Gather every line of the material below that contains the string "blue", treating uppercase and lowercase as distinct.

begin SUPPLIED DATA

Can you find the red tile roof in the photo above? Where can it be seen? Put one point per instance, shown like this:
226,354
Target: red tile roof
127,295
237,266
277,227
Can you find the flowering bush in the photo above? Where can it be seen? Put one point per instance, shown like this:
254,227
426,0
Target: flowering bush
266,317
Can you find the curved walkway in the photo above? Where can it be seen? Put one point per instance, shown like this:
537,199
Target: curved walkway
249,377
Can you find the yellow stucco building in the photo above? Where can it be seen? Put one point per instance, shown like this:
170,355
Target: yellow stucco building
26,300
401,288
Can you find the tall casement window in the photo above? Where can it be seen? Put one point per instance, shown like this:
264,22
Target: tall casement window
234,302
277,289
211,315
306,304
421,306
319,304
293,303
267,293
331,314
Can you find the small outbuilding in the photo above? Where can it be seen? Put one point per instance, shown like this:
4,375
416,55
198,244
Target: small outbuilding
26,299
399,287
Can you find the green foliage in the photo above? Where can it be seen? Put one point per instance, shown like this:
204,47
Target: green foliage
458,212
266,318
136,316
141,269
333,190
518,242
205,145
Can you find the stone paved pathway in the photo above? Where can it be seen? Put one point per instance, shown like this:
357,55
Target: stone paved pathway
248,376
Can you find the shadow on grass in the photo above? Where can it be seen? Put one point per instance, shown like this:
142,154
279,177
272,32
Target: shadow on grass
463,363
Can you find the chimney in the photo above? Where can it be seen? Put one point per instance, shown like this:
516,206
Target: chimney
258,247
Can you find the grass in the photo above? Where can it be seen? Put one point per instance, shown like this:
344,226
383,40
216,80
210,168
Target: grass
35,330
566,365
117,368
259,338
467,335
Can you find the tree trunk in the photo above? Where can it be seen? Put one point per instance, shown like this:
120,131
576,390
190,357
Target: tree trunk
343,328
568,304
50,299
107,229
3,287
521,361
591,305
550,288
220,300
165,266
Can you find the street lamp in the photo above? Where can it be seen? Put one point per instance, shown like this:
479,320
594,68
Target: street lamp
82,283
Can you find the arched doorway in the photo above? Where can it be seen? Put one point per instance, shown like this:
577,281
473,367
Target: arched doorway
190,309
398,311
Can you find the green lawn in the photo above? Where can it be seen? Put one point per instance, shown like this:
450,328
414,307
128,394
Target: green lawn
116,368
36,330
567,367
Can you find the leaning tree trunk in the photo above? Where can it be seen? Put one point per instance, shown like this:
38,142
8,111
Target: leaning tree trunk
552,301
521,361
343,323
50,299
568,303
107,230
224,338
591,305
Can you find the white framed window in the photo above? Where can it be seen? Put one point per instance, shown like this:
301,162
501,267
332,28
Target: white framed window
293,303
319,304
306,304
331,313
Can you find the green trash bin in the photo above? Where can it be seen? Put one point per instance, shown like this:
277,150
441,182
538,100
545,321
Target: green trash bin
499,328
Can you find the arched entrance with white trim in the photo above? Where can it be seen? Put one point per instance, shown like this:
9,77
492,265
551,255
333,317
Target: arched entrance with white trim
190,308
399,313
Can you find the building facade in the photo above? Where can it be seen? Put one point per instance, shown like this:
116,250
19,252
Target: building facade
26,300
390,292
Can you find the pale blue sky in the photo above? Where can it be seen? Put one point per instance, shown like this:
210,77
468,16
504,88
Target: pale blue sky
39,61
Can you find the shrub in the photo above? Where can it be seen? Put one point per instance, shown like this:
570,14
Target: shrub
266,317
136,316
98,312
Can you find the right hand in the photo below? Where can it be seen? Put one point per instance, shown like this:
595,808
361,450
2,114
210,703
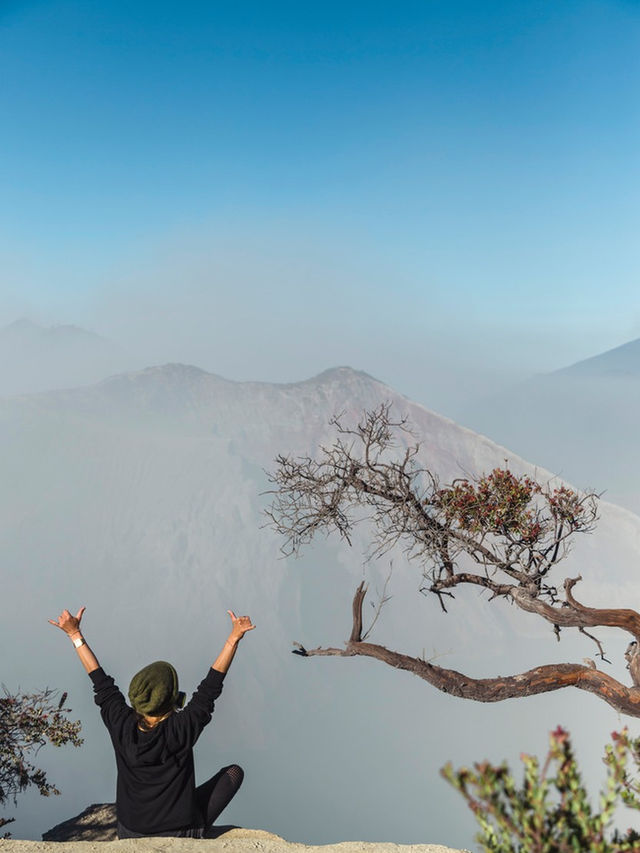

end SUPPLIED DATA

THE RESULT:
Can you find the pale blue sky in the photo above? Where can it be seen? Put one point per instance, shown like this:
Target: pale blue sky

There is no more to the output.